Instructions for the task:
Nothing other than the lines from the one containing "point_to SHOULD place one pin on every instance of the doorway" through the close of the entries below should be printed, each exactly.

Input data:
↓

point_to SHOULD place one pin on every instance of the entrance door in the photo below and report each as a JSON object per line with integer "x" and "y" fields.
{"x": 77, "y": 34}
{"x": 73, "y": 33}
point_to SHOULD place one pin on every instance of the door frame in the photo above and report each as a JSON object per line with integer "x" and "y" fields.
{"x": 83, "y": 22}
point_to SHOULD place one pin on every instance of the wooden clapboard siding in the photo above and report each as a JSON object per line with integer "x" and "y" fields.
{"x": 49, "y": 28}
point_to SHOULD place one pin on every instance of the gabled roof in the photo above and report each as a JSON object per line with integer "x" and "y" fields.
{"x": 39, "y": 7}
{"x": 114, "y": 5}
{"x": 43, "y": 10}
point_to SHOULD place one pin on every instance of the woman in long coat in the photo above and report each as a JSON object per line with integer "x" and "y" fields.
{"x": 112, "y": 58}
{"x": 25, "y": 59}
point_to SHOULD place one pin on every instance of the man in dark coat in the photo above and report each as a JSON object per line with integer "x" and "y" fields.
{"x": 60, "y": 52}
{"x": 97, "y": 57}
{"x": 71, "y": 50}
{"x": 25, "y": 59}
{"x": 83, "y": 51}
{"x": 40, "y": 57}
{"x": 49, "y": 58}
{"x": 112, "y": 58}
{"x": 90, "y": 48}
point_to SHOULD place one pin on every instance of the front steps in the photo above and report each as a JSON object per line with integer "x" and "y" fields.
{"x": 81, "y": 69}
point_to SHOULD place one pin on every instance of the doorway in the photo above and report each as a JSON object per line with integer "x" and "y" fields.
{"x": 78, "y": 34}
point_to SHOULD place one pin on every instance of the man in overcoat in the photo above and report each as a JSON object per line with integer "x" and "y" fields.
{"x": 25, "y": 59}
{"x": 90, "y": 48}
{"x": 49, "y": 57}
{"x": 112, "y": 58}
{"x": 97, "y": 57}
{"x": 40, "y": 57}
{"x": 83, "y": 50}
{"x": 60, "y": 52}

↑

Answer for this exercise:
point_to SHOULD place one pin on every instance of the doorway in the photo above and report each as a JSON object per line with integer "x" and "y" fields.
{"x": 78, "y": 34}
point_to SHOULD place one pin on every instance of the man in overcoat in the photo above and report each as a JSON object per line with integer "x" and "y" fields.
{"x": 25, "y": 59}
{"x": 90, "y": 48}
{"x": 49, "y": 57}
{"x": 112, "y": 58}
{"x": 97, "y": 57}
{"x": 40, "y": 57}
{"x": 83, "y": 50}
{"x": 60, "y": 52}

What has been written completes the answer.